WHAT YOU HAVE TO DO ::
Please extract each line from the entries below that contains the string "window". Case counts.

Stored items
::::
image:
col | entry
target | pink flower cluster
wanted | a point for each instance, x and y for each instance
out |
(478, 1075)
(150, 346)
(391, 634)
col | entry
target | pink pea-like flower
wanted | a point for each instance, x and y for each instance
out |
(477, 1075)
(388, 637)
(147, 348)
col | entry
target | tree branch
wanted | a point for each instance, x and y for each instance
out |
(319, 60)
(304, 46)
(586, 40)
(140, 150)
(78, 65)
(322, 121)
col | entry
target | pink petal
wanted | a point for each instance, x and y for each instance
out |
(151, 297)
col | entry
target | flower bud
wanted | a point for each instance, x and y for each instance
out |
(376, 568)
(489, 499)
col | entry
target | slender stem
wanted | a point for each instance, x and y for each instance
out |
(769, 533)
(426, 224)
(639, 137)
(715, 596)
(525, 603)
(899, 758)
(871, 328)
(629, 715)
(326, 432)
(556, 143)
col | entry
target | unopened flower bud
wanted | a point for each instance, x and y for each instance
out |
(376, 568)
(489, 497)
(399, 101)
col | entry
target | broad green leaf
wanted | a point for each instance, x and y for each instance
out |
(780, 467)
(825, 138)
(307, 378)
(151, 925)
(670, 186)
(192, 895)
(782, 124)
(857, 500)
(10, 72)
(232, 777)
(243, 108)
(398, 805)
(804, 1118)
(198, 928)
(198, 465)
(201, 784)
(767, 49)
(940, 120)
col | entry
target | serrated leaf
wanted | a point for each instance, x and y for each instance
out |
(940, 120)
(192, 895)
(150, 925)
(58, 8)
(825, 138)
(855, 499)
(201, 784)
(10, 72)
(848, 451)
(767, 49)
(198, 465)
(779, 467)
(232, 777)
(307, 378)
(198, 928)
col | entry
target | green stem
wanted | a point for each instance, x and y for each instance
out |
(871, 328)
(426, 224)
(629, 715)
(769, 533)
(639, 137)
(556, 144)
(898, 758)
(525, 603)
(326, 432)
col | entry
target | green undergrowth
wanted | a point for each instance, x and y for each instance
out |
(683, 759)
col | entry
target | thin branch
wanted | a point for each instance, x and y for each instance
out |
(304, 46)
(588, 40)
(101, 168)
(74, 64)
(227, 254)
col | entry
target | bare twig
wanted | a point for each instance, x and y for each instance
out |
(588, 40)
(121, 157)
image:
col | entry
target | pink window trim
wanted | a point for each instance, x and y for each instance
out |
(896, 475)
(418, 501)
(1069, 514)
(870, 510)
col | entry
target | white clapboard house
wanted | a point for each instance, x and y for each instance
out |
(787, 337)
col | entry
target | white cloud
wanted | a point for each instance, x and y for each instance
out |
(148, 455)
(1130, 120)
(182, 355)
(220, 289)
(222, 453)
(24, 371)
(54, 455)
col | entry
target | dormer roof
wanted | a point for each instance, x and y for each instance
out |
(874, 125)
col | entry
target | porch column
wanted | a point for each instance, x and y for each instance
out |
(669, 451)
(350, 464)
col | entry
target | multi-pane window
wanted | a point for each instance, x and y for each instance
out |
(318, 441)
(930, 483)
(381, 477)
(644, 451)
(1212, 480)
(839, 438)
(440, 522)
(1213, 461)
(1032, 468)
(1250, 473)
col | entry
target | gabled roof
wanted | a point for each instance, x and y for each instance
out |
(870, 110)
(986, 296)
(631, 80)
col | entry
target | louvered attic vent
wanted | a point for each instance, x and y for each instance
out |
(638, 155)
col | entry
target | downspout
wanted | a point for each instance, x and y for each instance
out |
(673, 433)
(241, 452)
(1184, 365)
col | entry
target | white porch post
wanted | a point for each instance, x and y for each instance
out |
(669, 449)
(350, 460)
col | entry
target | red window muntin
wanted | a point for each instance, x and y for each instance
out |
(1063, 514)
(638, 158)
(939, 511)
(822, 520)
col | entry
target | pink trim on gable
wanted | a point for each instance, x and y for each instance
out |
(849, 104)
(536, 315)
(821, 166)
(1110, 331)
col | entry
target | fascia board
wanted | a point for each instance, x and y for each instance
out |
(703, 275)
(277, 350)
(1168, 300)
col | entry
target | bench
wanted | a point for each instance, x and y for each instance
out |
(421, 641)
::::
RESPONSE FOR THIS EXERCISE ::
target | pink window trim
target | multi-pane window
target | red window muntin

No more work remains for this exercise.